Consegna 1: In quale città e in quale giorno si apre la seduta della sentenza secondo il passo del documento?
Consegna 2: Elenca tutti i titoli di brani riportati tra parentesi in chiusura dei paragrafi di commento del passo del documento.
Consegna 3: Indica se ciascuna affermazione concorda con il passo del documento, rispondendo sì o no e citando le parole decisive: (a) Galileo era credente; (b) nel finale di "White collars" è un assolo di sassofono a vivacizzare il brano; (c) nella parte intitolata "IX – DOLORE" il pianoforte accompagna la voce.
***** Passo del documento
Alla vigilia della sentenza, gli incubi notturni sfociano, fra un pianoforte arpeggiato e i riverberi liturgici di Orlandini, nella visione del Divino. Il dialogo con Dio, in un altro brano ricco di sfumature, cambi, accelerazioni, passaggi vocali/corali sull’esempio degli Yes, rafforza la fede di Galileo (che era in effetti credente) ma anche la sua sfiducia verso l’istituzione religiosa (“don’t expect to see me up here, you will find me in your heart…to believe in me, fisrt believe in yourself”) rafforzando al contempo le sue convinzioni scientifiche (“the Inquisition won’t bend me, I surely wont deny my ideas”). (“Cold flames of faith” – “Suspicions”).

 

VIII – IL PROCESSO

Roma, 22 giugno 1633. Note elettroniche su crescente base synth-gothic delineano pomposamente l’apertura della seduta nel giorno della sentenza. Il riffing di chitarra e basso si fa presto più movimentato e va in contrapposizione con le gradevoli melodie del refrain, mentre dei repentini controcori riproducono l’incalzare dei “collari bianchi” dell’accusa, rivolti all’imputato per le sue idee “blasfeme” (“stop him! kill him!…the imputation’s herest…satanic doctrin!”). Atmosfere e ritmi solenni tornano per accompagnare la chitarra protagonista di un brillante assolo, e nel finale è il solo di tastiera a vivacizzare ulteriormente il brano (“White collars”).

Ma toni remissivi sono quelli che conducono alla pronuncia della sentenza…Uno struggente sassofono, un arpeggio di chitarra e la voce malinconica di Orlandini su tappeto di tastiere accompagnano Galileo alla condanna e all’obbligo di “abiura”, con dichiarazione di pentimento e promessa di abbandonare gli studi scientifici mirati a quanto professato: il lento arpeggio che segue marchia la temuta fine del sogno di scoprire “Nuovi Mondi” (“Prisoner of dreams” – “Black rose”).

 

“…Diciamo, pronunziamo, sentenziamo e dichiaramo che tu, Galileo (…) ti sei reso a questo Santo Offizio veementemente sospetto d’eresia, cioè d’aver tenuto e creduto dottrina falsa e contraria alle Sacre e divine Scritture, ch’il sole sia centro della terra e che non si muova da oriente ad occidente, e che la terra si muova e non sia centro del mondo…”.

 

IX – DOLORE

Pianoforte e voce, mestamente, nel segno della parte che Galileo maggiormente deplora della sentenza: la tristezza per la promessa “rubata” con l’abiura (“I can’t smile”).
**********
***** Estratto dati
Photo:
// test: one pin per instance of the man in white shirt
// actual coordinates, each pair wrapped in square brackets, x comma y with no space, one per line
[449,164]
**********
Soluzione svolta 1: A Roma, il 22 giugno 1633.

Soluzione svolta 2: "Cold flames of faith", "Suspicions", "White collars", "Prisoner of dreams", "Black rose", "I can't smile"

Soluzione svolta 3:
(a) Sì: «che era in effetti credente».
(b) No: «nel finale è il solo di tastiera a vivacizzare ulteriormente il brano».
(c) Sì: «Pianoforte e voce, mestamente».